# Supplied material
►
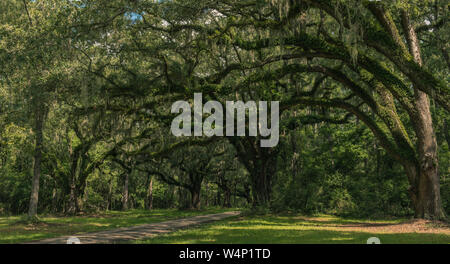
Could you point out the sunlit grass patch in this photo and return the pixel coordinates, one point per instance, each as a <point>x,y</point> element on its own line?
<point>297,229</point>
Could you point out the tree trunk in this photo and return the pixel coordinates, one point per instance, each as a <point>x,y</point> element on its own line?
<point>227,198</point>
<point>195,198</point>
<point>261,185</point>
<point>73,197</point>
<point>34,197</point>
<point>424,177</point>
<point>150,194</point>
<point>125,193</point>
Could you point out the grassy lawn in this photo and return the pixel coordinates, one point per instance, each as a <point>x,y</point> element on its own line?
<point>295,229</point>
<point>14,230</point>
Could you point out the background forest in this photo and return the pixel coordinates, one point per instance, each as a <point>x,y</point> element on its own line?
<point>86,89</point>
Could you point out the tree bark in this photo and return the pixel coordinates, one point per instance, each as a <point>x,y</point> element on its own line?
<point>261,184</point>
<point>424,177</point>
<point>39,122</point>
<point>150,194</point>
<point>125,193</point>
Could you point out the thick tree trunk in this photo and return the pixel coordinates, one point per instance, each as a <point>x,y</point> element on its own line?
◄
►
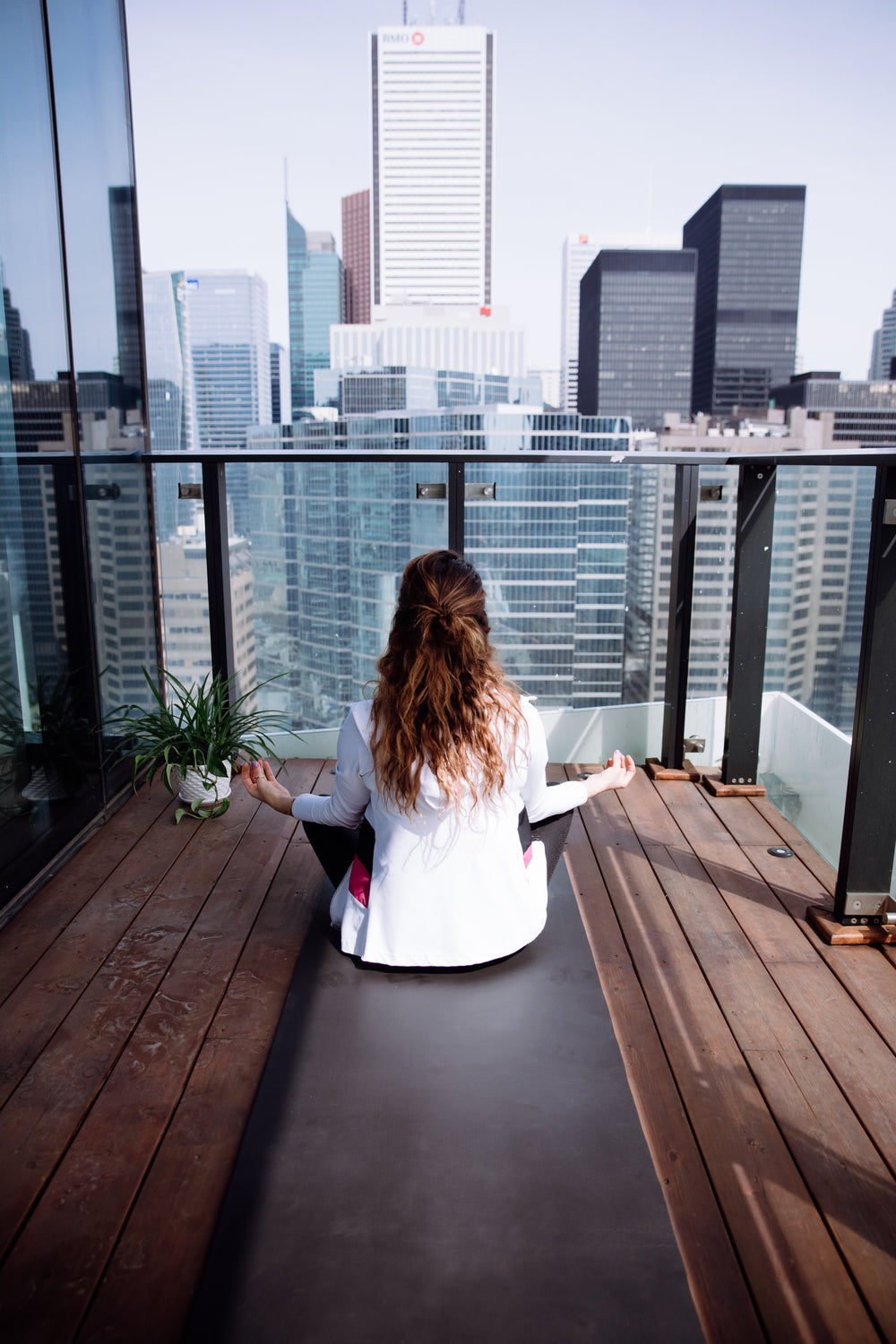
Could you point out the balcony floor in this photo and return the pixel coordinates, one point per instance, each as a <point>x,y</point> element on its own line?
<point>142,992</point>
◄
►
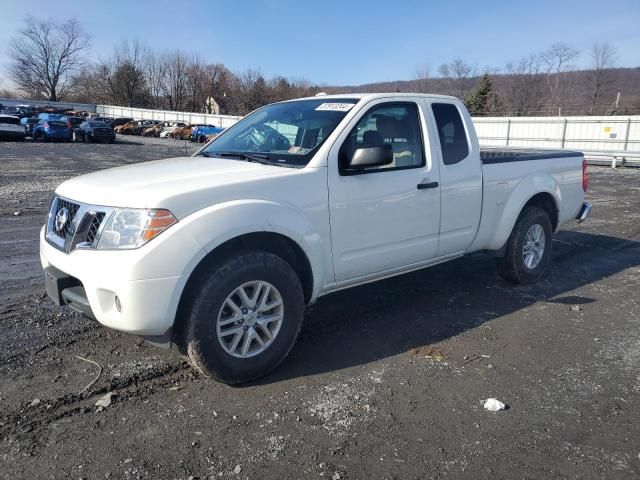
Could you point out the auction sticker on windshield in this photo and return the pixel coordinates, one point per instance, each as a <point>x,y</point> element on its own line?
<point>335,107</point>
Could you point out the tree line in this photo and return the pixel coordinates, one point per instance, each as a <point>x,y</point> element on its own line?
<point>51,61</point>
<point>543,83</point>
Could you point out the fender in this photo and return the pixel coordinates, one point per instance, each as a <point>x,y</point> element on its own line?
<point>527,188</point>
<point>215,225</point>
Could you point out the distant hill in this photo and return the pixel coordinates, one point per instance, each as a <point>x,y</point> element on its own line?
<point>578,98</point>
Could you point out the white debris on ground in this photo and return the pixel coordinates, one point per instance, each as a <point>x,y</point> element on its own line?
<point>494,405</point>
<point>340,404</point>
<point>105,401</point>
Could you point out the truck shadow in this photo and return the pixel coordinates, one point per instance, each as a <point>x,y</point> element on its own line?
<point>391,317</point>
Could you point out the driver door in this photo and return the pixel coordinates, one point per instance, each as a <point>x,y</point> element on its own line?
◄
# Directive
Replace "pixel coordinates" with "image coordinates" in the items from the line with "Could you point out the tree line" up to and including the line with "<point>543,83</point>". Give back only those lines, with everything else left unchanged.

# Finished answer
Could you point out the tree line in this photo and return the image coordinates, one point per instance, each as a <point>x,y</point> element on its own line?
<point>51,61</point>
<point>543,83</point>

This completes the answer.